**WHAT YOU HAVE TO DO**
All of the entries should be written out again exactly.
=== Section Start ===
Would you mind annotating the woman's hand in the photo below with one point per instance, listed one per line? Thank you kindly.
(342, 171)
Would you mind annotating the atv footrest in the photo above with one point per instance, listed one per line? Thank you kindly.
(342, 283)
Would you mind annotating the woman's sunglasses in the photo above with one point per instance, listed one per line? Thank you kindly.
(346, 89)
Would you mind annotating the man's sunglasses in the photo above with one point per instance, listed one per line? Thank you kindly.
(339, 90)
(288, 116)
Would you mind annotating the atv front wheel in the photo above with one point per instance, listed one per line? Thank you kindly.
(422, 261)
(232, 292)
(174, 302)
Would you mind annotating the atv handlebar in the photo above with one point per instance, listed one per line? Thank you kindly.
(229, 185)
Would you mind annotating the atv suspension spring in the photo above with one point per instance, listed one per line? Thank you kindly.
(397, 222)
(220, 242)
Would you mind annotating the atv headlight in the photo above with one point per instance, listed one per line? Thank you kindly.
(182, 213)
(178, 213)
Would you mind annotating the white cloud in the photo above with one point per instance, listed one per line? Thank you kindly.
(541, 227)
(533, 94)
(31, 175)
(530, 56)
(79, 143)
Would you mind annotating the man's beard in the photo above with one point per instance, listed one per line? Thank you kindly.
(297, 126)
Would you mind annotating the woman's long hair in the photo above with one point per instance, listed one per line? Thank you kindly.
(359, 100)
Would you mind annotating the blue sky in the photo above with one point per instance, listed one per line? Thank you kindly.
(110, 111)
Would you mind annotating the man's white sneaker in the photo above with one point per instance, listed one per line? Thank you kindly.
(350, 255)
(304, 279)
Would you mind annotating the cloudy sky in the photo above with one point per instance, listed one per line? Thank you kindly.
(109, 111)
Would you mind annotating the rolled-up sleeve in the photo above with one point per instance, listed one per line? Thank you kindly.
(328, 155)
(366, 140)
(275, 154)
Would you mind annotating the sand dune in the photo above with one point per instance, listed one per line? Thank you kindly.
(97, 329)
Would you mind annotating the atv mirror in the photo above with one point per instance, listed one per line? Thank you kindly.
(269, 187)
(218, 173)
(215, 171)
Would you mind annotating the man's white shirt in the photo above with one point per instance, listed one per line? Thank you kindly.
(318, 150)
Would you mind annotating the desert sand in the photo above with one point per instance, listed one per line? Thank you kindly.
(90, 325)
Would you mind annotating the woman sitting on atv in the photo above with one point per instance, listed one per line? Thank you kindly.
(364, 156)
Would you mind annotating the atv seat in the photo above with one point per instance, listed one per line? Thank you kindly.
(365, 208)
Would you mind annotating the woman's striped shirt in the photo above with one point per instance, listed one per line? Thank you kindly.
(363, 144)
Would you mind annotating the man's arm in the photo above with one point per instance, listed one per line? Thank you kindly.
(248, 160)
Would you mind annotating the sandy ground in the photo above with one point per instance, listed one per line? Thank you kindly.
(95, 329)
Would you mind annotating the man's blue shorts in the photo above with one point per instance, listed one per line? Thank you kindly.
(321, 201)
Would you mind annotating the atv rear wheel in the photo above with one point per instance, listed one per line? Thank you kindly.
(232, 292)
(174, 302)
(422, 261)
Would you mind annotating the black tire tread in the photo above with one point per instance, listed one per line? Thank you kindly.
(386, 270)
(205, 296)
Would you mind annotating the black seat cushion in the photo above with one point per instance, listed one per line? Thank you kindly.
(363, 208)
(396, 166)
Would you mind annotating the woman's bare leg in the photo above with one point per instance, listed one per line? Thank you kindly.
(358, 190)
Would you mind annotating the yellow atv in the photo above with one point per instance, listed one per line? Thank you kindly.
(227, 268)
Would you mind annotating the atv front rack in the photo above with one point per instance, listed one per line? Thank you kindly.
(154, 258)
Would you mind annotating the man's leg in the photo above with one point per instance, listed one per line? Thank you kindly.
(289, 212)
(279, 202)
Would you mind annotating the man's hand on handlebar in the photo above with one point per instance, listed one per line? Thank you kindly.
=== Section End ===
**RESPONSE BELOW**
Would you mind annotating the woman's hand in the photo below with one point per instance, listed one per line? Thank you kindly.
(342, 171)
Would you mind annotating the atv footrest in the photo above with one point per instance, listed one per line? Thank you kindly.
(342, 283)
Would you mind annotating the woman's sunglasses in the photo above with one point per instance, listed one per line? Thank you kindly.
(346, 89)
Would you mind annotating the man's sunglasses in the photo above with one point per instance, listed one per line? Thank you kindly.
(339, 90)
(288, 116)
Would you mind annotating the atv front wheel in the photo above with one point per instance, listed one per line? Thank you kindly.
(422, 261)
(232, 292)
(174, 302)
Would you mind annotating the atv handlebar in the photo above with one point per instance, listed one per line? Thank you kindly.
(229, 185)
Would you mind annotating the atv suspension spring in the photo above with one point per instance, listed one per line? Thank you kindly.
(397, 222)
(220, 242)
Would you mind annotating the atv headlight in the photo above with one point per instance, listed one per line? Thank you kindly.
(182, 213)
(178, 213)
Would you mind annotating the white cloud in the photo above with one point per instance, listed one per line? Thank you kindly.
(541, 227)
(533, 94)
(31, 175)
(530, 56)
(79, 143)
Would you mind annotating the man's beard in the photo above with one point per instance, listed one per line? Thank you kindly.
(297, 126)
Would you mind annotating the woman's long hair in the photo above with one point per instance, listed one per line? Thank you kindly.
(359, 100)
Would you mind annotating the blue sky in the photo above with one point per instance, listed one per line? Thank you kindly.
(110, 111)
Would you mind annotating the man's white sneaker in the photo above with one point per instance, listed one per line? Thank you kindly.
(350, 255)
(304, 279)
Would you mind annotating the cloudy sky in the photo above with one point per instance, listed one per line? Thank you kindly.
(109, 111)
Would you mind annotating the rolled-up sleeve in the photo above with one point per instance, listed one per line? Thank you kindly.
(328, 155)
(366, 140)
(275, 154)
Would you mind annotating the sand dune in the photo above with one point per instance, listed one per line? Thank you kindly.
(97, 329)
Would you mind annotating the atv mirror in the photo above with one point per instance, listed one per line? Thank you kindly.
(269, 187)
(218, 173)
(215, 171)
Would you mind annotating the man's white shirt in the photo above with one point per instance, listed one per line? Thank you kindly.
(318, 150)
Would you mind annotating the desert sand in the photo above with one point per instance, listed one per line? Thank you kindly.
(90, 325)
Would you mind annotating the woman sitting on atv in the photo above with one point per instance, listed one per line? Thank you kindly.
(364, 156)
Would you mind annotating the atv seat in the photo above with one point per instance, listed one per line? Thank you kindly.
(365, 208)
Would you mind annotating the woman's striped shirt in the photo above with one point per instance, listed one per line? Thank you kindly.
(363, 144)
Would you mind annotating the man's arm in the photo above with one point per instance, listed one per line? Thank you kindly.
(248, 160)
Would you mind annotating the sandy ground in the photo above with one point per instance, listed one per line? Thank you kindly.
(95, 329)
Would you mind annotating the man's blue shorts in the photo above with one point per instance, listed one per line? Thank you kindly.
(321, 201)
Would you mind annotating the atv rear wheel in the photo above with one point per instance, listed one per line? Thank you kindly.
(232, 292)
(174, 302)
(422, 261)
Would you mind annotating the black tire tread in the photo above with one point per instance, listed one per line? Thank you kindly.
(386, 270)
(205, 296)
Would you mind annotating the black seat cushion in the photo above with one point per instance, listed one per line? Thank you kindly.
(363, 208)
(396, 166)
Would you mind annotating the woman's bare leg in the photo above with one point per instance, listed one per line? Thank you kindly.
(358, 190)
Would you mind annotating the yellow atv in the photo above with one point per instance, listed one per line? Thank you kindly.
(227, 268)
Would you mind annotating the atv front rack in the photo above with one point per instance, listed one per line? Thank you kindly.
(154, 258)
Would you mind annotating the man's leg in the photo above with one point per instance, listed one per line? Thank you kindly.
(289, 212)
(279, 202)
Would you mind annotating the man's hand on handlebar in the photo above with one point per instance, listed one per line? Thank you kindly.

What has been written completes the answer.